■ **SHORT EXERCISE**
Write out exactly, please, the lines from the one containing "Thank you for the photo. Could you pin the white cloud" to the end of the material.

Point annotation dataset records
__________________________________________________
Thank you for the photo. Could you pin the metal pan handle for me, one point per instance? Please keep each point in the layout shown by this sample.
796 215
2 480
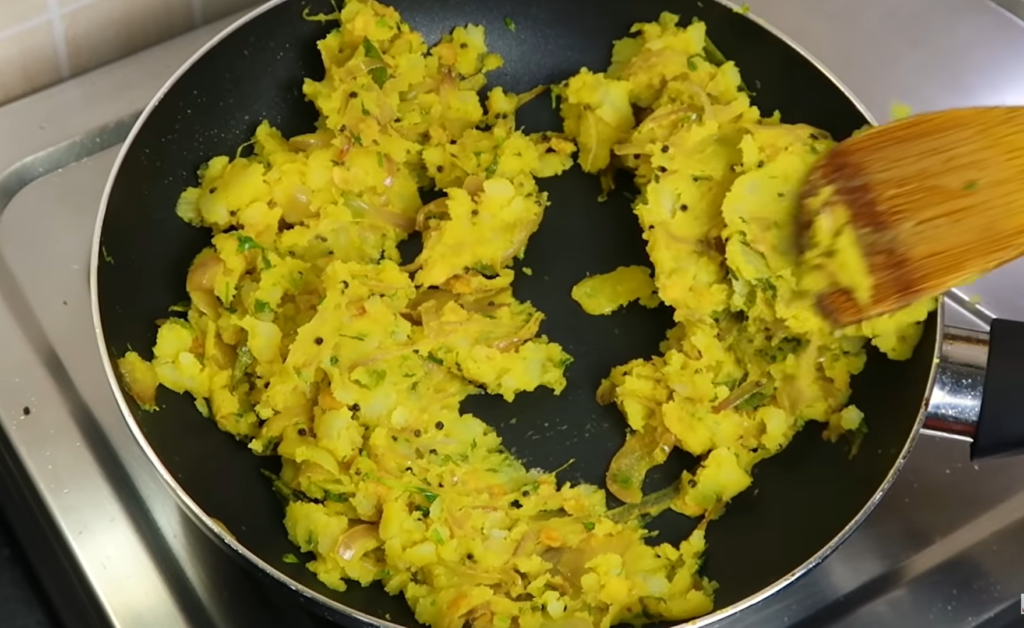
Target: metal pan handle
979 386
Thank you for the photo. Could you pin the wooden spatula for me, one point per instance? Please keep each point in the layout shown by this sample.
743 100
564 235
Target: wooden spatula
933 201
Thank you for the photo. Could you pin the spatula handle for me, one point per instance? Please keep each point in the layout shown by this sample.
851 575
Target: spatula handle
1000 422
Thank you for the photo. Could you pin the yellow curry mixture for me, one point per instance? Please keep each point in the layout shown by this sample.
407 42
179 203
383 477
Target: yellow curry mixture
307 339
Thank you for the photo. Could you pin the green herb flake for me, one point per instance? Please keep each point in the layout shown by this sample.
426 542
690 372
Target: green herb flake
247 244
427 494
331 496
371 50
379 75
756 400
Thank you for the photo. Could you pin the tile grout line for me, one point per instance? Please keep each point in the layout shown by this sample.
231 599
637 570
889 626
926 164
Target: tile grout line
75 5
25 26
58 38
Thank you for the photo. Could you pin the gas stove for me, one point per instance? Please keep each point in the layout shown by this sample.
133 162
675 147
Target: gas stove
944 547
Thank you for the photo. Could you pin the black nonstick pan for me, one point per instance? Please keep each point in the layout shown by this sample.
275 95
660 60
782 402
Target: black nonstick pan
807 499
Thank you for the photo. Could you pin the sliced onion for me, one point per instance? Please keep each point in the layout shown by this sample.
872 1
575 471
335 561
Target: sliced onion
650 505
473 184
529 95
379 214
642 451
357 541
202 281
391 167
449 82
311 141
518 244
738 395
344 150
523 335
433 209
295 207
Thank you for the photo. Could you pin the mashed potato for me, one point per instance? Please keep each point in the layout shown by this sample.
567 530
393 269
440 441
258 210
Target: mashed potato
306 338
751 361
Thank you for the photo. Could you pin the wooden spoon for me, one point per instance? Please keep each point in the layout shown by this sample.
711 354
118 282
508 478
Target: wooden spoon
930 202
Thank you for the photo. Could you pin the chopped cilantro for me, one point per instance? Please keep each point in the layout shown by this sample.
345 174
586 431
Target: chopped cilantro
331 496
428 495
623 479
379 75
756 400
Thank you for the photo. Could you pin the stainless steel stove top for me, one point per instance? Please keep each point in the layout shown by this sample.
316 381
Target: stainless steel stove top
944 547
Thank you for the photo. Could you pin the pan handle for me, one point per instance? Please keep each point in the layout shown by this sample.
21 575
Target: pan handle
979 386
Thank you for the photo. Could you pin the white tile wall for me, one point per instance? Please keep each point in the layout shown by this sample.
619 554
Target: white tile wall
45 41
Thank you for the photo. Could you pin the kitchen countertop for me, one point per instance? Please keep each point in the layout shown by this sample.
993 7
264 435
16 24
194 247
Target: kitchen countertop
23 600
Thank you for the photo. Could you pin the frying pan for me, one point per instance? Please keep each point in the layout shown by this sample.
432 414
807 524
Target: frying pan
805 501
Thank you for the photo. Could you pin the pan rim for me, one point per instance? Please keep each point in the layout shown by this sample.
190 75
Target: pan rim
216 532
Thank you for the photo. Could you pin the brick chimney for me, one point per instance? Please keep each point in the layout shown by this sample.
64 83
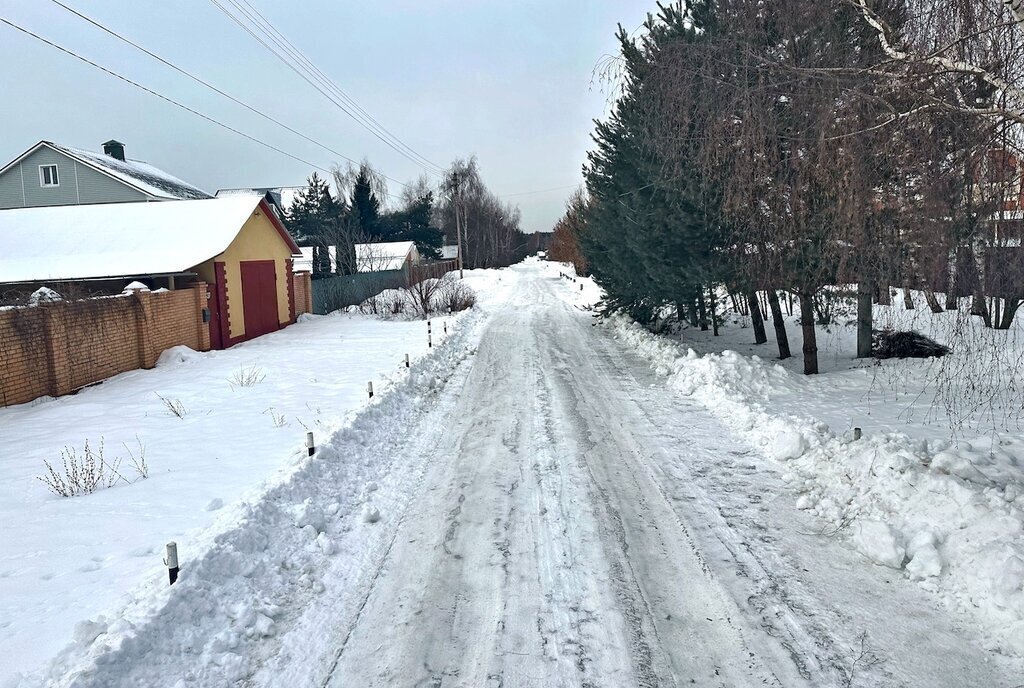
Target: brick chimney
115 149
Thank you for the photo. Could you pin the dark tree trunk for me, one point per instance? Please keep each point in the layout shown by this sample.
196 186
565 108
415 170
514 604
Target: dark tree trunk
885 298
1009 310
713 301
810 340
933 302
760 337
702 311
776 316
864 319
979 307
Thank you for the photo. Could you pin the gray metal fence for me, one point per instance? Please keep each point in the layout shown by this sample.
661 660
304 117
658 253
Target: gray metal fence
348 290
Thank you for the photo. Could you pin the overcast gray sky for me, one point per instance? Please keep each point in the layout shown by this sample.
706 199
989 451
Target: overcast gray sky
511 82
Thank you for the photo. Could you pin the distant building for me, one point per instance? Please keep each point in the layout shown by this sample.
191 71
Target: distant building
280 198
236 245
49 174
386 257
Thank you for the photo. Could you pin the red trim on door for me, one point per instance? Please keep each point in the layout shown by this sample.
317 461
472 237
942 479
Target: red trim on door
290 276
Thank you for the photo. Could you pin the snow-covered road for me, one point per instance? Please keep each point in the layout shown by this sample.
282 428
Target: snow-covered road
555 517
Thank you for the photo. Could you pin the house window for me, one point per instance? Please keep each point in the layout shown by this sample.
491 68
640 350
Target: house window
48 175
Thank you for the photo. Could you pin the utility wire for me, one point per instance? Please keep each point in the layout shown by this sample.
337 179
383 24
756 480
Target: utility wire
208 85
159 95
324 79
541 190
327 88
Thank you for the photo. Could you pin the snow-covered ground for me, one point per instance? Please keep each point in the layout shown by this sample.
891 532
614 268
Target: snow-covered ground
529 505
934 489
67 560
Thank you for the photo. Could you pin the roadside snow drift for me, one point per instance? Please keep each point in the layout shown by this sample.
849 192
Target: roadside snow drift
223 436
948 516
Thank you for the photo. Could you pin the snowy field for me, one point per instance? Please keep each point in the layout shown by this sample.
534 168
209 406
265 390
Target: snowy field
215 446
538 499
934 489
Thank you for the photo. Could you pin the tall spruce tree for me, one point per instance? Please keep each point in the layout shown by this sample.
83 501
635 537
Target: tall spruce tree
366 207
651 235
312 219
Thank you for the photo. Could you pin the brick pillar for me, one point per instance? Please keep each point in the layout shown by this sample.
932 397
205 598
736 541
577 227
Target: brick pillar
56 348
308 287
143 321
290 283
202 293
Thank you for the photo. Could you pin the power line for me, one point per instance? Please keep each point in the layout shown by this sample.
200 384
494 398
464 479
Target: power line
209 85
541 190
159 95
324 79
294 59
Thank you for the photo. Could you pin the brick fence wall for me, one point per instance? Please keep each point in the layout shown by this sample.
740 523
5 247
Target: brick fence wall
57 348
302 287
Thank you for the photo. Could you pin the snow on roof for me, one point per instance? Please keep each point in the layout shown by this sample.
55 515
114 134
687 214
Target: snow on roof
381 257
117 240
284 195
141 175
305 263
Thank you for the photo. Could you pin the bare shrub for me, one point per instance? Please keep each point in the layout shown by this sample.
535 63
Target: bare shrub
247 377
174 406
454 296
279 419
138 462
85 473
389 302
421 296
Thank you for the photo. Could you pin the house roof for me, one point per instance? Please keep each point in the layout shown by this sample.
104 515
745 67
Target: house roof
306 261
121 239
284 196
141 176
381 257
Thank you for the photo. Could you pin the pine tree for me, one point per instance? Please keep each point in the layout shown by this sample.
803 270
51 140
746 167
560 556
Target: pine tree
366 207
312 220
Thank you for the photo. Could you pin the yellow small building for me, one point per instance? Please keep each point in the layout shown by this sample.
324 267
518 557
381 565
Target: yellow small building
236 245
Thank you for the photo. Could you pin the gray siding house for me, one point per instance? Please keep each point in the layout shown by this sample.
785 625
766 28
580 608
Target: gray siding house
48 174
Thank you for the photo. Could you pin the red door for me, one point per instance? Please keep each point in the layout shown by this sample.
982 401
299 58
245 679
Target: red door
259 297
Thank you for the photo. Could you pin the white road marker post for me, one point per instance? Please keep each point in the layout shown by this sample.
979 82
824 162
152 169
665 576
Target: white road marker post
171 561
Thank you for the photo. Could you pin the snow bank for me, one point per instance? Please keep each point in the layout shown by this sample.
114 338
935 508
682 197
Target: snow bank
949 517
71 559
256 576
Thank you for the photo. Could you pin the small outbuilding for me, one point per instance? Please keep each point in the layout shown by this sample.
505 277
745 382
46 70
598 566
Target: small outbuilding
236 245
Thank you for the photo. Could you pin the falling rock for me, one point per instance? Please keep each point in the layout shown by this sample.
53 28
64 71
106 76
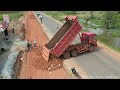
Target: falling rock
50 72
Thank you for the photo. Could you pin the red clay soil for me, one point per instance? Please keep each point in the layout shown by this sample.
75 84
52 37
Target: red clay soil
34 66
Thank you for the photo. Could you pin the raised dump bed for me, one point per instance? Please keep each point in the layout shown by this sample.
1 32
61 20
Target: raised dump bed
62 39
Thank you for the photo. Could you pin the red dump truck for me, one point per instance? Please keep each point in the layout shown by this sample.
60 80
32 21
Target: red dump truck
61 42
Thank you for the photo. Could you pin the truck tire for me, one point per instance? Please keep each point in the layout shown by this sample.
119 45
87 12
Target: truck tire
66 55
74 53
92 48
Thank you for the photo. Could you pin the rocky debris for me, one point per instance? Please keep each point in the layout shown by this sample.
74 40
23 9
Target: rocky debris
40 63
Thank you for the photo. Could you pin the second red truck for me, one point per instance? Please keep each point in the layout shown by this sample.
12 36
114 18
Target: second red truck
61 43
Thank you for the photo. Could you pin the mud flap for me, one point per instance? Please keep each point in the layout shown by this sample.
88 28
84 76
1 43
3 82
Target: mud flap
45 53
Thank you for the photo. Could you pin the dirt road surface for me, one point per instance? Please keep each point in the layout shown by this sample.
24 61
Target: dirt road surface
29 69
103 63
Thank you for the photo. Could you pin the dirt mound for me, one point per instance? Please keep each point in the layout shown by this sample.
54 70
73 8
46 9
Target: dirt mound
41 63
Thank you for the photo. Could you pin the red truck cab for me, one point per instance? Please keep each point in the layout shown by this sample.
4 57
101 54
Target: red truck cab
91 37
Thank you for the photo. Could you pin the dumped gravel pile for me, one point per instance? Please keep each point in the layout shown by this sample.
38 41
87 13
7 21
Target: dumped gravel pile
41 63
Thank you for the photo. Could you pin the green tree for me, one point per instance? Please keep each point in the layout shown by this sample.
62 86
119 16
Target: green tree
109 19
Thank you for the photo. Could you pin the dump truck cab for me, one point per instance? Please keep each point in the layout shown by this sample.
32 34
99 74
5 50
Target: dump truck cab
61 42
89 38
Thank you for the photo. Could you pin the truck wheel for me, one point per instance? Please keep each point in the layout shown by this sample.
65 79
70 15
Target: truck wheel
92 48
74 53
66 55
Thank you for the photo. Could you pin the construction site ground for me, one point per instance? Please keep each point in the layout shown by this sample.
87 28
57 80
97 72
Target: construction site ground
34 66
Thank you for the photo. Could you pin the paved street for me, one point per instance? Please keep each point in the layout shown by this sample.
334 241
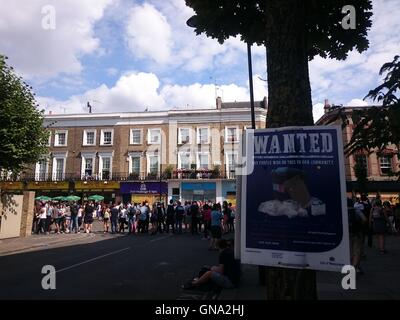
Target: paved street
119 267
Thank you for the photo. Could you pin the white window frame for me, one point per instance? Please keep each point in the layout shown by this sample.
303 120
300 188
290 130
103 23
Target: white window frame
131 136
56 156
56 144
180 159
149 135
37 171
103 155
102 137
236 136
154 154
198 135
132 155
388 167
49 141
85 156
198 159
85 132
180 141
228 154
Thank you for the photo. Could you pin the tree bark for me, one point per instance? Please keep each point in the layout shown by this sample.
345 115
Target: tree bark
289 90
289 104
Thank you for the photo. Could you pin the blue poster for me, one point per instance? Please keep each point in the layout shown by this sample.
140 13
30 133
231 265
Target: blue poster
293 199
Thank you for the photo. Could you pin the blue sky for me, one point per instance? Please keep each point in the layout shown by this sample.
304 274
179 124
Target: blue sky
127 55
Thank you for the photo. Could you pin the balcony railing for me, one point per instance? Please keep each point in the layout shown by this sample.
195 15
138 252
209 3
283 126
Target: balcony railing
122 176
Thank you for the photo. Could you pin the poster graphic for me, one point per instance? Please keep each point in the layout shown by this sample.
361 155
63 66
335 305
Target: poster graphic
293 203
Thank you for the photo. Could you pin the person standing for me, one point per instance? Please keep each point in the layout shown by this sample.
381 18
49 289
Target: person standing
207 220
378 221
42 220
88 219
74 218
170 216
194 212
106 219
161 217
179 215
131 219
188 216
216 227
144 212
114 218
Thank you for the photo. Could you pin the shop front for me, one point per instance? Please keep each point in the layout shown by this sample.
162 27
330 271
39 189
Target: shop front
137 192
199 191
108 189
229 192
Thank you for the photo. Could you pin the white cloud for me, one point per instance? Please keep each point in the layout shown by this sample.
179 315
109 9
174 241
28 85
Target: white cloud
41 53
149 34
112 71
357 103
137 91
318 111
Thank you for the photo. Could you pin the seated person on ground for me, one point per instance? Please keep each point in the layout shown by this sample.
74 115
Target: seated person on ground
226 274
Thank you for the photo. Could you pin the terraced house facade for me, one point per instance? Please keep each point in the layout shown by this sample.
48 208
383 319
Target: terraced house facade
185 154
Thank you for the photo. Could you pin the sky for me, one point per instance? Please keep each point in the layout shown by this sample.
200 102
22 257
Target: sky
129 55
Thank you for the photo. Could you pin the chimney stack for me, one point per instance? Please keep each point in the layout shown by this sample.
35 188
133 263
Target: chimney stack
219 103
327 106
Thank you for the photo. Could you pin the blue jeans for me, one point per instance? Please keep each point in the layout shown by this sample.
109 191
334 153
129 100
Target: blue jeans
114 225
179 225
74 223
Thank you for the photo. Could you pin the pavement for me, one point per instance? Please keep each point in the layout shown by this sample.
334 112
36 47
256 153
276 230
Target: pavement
__________________________________________________
■ **SOLUTION**
Thank you for the photo. Could you pin the white cloud for me, one point per instance? Please keep each point in the layout shown by this sample.
179 315
109 9
174 241
28 85
Target: white cloud
41 53
149 34
112 71
357 103
137 91
318 111
Thank you for the photo. Could you pin the seated person on ground for me, one point per instance? Please keep each point in the layout shown by this sample.
74 115
Target: seated person on ground
226 274
Thank you for the photo. Could you pin the terraced house facade for me, one point per instance? Please keep each point in the layout shown by this sample.
48 208
383 319
Target: terraced house facade
185 154
Thank you for the photo. Could you pin the sky for me, one point per instance? Please keep each point in the layout shown by this sample.
200 102
22 257
Target: sky
129 55
Thank you for the photo. Could you pin the chimney stack for me, one point per instance? Please keep each point in the layout shown by this sample.
35 188
133 263
Target: chimney stack
219 103
327 106
Thank you for the photo. Could you pin the blue jeans for me, one point per instance? Please keep each point in the layout shown by this sample.
109 191
334 153
129 100
Target: blue jeans
114 225
179 225
74 223
Thank you for the photo. Could you pin the pavement for me, one point per instance? Please keep each point in the layout shown by this sample.
334 112
36 47
256 153
276 230
Target: pavement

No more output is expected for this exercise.